-- Texte fourni --
----------

Être distribuée sur le continent sans la société de messagerie, c’est, pour la presse française, mission impossible.

Distribuer un titre français sur l’Afrique n’est pas une sinécure. Identifier le bon relais localement, vérifier la qualité de la diffusion et, surtout, récupérer la recette, tout cela demande souvent beaucoup trop d’énergie au regard du nombre d’exemplaires vendus. C’est la raison pour laquelle la plupart des éditeurs hexagonaux confient leurs exportations vers le continent à Presstalis, société de messagerie codétenue par la presse magazine et les quotidiens français. Pour remplir sa mission, cette dernière s’appuie notamment sur ses filiales comme Sochepresse au Maroc, Sotupresse en Tunisie ou Édipresse en Côte d’Ivoire. Outre sa connaissance du terrain, elle offre l’immense avantage de garantir le paiement des numéros vendus. Même les Messageries lyonnaises de presse, son principal concurrent sur le marché français, lui sous-traitent cette mission.

----------

(Quelques enregistrements)

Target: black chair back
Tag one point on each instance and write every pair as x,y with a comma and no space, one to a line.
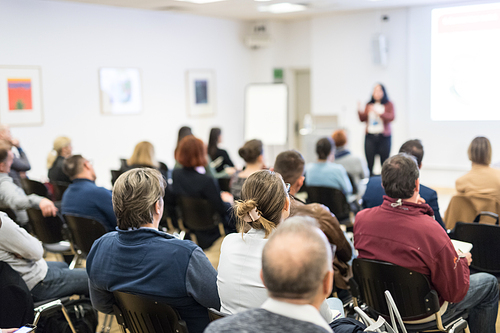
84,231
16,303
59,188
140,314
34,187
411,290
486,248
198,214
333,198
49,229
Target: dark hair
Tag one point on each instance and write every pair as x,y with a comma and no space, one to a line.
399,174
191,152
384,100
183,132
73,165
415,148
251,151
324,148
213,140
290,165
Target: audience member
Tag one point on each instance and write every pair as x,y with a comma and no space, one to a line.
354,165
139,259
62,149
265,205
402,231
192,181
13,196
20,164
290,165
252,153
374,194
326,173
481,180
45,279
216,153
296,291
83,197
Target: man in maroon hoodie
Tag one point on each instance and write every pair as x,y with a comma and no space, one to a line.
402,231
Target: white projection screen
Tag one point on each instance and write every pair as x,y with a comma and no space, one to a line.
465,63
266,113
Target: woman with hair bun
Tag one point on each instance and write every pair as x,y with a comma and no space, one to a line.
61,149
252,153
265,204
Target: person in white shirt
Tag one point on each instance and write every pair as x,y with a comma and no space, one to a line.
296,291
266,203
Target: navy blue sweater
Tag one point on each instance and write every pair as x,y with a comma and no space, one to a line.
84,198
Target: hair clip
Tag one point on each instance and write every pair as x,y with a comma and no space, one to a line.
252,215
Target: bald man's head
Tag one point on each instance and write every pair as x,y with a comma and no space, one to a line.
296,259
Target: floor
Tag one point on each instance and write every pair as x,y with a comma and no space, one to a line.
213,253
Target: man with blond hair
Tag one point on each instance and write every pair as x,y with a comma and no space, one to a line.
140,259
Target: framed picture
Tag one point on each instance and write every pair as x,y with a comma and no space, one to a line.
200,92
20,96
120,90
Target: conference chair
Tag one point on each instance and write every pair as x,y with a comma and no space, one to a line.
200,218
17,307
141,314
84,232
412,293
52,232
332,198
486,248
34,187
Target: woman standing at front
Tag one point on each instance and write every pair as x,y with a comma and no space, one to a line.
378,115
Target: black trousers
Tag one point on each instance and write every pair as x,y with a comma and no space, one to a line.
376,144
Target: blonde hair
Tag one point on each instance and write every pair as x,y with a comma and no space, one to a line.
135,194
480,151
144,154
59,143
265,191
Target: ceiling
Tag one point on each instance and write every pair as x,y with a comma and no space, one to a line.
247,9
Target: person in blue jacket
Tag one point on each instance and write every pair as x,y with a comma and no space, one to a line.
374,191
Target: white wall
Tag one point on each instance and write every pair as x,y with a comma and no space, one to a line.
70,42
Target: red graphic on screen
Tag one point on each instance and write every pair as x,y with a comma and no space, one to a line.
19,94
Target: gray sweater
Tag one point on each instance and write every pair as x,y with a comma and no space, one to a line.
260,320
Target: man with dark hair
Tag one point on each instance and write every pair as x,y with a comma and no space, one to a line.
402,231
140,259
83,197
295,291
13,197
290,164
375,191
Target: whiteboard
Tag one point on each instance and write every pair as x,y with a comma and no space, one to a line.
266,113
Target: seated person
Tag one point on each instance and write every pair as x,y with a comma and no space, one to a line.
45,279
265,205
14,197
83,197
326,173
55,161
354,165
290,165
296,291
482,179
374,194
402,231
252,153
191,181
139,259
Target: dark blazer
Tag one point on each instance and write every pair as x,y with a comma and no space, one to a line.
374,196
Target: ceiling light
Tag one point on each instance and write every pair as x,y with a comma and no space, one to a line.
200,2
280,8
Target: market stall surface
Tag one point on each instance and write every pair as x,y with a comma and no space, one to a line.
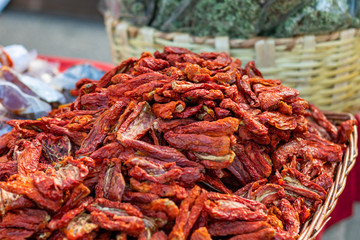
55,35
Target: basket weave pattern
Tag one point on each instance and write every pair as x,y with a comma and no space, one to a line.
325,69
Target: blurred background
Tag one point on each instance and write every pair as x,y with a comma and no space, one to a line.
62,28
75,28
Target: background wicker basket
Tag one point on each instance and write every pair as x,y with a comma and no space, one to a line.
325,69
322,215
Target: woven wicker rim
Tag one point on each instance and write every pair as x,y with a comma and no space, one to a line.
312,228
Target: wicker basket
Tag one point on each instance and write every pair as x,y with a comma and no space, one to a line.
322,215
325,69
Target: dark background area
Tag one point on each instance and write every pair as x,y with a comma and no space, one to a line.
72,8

----------

-- Consigne --
Recopiez mot pour mot l'extrait du texte sur la distribution de la presse française en Afrique qui commence par « Distribuer un titre » et va jusqu'à « sous-traitent cette mission. ».

-- Corrigé --
Distribuer un titre français sur l’Afrique n’est pas une sinécure. Identifier le bon relais localement, vérifier la qualité de la diffusion et, surtout, récupérer la recette, tout cela demande souvent beaucoup trop d’énergie au regard du nombre d’exemplaires vendus. C’est la raison pour laquelle la plupart des éditeurs hexagonaux confient leurs exportations vers le continent à Presstalis, société de messagerie codétenue par la presse magazine et les quotidiens français. Pour remplir sa mission, cette dernière s’appuie notamment sur ses filiales comme Sochepresse au Maroc, Sotupresse en Tunisie ou Édipresse en Côte d’Ivoire. Outre sa connaissance du terrain, elle offre l’immense avantage de garantir le paiement des numéros vendus. Même les Messageries lyonnaises de presse, son principal concurrent sur le marché français, lui sous-traitent cette mission.